:: Stated exercise ::
Can you switch "forested hillside" to "wooded hillside" in the items, starting at the line that has "Final verification step: confirm the presence of human" and stopping after the line that has "[0,8,414,137]", and return only those lines with everything else unchanged?

:: Exercise data ::
◇ ◇ ◇ ◇ ◇

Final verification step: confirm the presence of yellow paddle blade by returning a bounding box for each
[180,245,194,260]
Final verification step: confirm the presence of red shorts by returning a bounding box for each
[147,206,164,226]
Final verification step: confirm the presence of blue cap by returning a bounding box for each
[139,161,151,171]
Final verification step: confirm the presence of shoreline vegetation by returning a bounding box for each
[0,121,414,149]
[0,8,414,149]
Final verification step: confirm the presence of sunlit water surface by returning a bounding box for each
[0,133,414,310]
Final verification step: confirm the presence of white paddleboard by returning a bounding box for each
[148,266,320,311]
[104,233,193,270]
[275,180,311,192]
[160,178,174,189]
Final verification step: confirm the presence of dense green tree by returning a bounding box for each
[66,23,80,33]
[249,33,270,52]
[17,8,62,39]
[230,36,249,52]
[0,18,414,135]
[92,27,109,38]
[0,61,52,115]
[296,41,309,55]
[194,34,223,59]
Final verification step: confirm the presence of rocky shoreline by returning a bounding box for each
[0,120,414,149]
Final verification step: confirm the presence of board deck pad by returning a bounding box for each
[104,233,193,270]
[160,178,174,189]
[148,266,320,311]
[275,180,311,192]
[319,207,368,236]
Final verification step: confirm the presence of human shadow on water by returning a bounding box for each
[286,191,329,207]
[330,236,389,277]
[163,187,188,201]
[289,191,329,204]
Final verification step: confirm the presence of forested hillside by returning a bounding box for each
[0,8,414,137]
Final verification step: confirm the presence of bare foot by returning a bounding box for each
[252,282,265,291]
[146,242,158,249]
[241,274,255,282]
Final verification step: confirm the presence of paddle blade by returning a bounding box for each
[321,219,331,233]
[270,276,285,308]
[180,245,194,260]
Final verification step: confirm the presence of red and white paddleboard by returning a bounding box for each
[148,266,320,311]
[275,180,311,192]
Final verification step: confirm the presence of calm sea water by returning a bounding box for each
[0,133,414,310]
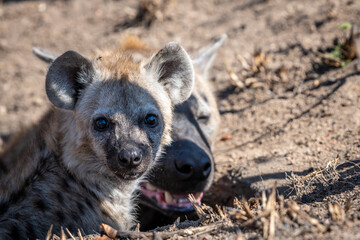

◇ ◇ ◇ ◇ ◇

:: Problem solution ::
Final verification step: confirm the presence of human shadow on water by returning a bounding box for each
[286,191,329,207]
[330,236,389,277]
[163,187,188,201]
[289,191,329,204]
Final verification step: confirm the presence of wooded hillside by returning a bounding box for each
[0,8,414,137]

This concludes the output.